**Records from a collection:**
══════════════════════════════
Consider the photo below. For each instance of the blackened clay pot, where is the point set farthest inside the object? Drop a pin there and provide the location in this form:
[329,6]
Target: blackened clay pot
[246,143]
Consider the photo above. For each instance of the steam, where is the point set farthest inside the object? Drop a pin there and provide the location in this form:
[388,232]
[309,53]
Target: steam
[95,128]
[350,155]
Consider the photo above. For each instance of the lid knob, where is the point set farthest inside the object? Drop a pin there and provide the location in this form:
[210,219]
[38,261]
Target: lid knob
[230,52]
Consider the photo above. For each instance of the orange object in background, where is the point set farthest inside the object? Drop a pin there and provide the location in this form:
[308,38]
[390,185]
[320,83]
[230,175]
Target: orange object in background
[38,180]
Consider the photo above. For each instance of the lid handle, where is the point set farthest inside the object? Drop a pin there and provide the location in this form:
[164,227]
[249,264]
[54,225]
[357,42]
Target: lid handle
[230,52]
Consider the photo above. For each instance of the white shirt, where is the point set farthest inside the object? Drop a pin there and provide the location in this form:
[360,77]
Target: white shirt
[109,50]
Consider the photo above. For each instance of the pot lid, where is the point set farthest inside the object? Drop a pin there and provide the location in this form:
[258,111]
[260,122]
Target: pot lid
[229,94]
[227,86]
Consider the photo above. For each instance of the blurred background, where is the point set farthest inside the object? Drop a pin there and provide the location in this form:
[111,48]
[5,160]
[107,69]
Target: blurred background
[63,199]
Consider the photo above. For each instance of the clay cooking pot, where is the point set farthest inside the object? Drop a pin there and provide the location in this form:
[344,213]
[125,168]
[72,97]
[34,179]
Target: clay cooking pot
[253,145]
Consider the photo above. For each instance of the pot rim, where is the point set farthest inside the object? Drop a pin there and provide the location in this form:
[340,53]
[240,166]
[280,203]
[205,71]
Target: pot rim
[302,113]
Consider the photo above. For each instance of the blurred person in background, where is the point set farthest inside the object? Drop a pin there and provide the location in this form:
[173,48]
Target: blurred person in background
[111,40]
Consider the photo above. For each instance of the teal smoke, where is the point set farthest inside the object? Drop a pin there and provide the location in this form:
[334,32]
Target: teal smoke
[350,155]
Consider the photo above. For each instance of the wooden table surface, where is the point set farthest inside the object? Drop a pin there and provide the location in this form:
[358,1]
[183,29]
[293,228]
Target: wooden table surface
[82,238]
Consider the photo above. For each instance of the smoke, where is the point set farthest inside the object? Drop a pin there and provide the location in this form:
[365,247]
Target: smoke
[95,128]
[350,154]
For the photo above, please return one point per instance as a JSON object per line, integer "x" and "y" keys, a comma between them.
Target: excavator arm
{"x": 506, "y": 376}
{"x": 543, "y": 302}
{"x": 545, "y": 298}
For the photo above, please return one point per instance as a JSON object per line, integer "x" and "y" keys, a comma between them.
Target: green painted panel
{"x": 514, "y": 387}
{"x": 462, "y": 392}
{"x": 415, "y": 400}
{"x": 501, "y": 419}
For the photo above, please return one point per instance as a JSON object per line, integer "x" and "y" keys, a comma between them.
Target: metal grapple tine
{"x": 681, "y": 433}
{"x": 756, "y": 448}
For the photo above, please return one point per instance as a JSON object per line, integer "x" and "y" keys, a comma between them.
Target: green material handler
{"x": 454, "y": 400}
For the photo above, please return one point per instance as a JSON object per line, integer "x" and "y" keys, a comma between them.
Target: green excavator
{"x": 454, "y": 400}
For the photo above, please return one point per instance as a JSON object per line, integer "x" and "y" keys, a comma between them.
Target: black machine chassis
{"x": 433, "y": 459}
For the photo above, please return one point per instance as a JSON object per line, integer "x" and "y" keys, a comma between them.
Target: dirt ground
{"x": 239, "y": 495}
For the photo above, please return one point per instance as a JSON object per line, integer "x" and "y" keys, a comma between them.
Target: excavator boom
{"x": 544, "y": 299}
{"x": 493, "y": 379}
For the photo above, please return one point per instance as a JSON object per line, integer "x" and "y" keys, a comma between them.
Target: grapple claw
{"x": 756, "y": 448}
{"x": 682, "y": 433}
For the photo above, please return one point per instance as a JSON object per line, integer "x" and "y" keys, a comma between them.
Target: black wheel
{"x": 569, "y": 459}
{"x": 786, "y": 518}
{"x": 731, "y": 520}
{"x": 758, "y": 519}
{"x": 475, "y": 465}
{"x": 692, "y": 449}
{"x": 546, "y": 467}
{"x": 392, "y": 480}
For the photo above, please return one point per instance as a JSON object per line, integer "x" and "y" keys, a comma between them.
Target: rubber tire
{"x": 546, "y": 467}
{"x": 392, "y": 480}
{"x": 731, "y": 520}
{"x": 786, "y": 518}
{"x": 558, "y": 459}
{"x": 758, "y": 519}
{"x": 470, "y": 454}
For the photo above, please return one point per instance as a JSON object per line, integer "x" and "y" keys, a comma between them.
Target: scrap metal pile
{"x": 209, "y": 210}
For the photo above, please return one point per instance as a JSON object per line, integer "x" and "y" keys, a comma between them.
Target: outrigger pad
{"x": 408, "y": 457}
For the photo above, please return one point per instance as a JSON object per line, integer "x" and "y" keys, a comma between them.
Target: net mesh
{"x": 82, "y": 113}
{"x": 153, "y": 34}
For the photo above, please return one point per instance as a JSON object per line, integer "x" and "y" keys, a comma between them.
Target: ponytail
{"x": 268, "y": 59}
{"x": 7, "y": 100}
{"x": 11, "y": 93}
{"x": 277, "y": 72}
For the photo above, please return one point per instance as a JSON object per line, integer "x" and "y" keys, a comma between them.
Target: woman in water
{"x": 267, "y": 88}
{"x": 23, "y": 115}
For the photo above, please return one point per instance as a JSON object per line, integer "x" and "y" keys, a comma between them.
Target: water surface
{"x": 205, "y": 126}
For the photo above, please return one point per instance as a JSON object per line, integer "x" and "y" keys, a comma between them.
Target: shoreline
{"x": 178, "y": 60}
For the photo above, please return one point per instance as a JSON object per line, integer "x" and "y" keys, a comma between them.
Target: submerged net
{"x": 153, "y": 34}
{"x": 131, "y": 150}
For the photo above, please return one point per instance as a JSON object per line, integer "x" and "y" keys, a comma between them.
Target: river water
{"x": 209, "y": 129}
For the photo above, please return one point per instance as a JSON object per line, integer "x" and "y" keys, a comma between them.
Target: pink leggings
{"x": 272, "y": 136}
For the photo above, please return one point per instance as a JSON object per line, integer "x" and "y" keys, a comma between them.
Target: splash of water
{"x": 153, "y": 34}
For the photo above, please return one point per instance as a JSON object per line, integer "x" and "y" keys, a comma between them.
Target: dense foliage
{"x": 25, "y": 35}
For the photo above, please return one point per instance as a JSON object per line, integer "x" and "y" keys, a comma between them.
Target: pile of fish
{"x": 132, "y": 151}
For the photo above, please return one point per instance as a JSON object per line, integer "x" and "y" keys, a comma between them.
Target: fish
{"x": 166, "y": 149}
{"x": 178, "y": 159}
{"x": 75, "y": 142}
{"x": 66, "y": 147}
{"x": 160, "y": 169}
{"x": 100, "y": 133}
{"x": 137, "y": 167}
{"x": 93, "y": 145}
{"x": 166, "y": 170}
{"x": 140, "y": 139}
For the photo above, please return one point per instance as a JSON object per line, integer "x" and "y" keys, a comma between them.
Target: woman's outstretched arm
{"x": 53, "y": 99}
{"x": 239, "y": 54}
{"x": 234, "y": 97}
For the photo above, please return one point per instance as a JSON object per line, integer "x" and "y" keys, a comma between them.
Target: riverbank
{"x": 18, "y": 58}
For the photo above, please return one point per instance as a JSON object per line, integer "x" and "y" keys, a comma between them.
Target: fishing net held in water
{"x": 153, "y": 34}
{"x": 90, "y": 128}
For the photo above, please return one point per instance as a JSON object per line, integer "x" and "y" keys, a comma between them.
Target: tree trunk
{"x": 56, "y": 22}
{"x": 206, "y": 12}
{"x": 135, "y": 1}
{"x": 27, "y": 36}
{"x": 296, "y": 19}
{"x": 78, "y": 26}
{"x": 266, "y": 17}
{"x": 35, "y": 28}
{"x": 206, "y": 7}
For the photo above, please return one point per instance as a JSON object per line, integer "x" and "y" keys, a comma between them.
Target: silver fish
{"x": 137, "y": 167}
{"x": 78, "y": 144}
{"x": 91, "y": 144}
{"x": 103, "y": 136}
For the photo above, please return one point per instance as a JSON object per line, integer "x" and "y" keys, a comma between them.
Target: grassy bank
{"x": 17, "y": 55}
══════════════════════════════
The expected output is the exact run of lines from the start of the entries through the line with "lid handle, where", inclusive.

Consider the photo below. For each instance of the blackened clay pot, where is the point set farthest inside the object? Drop a pin there and provide the location in this form:
[329,6]
Target: blackened clay pot
[246,143]
Consider the photo above. For each instance of the steam, where is the point set farthest inside the object? Drop a pin there and provide the location in this form:
[388,232]
[309,53]
Target: steam
[95,128]
[350,155]
Consider the photo above. For each instance of the lid knob, where is the point set farthest inside the object? Drop a pin there and provide the location in this form:
[210,219]
[38,261]
Target: lid knob
[230,52]
Consider the photo above. For each instance of the orange object in background, where is the point set farthest inside the object? Drop a pin there and provide the location in this form:
[308,38]
[390,185]
[320,83]
[230,175]
Target: orange object in background
[38,180]
Consider the photo above. For each instance of the lid handle, where is the point set farthest inside the object? Drop a pin there and provide the location in this form:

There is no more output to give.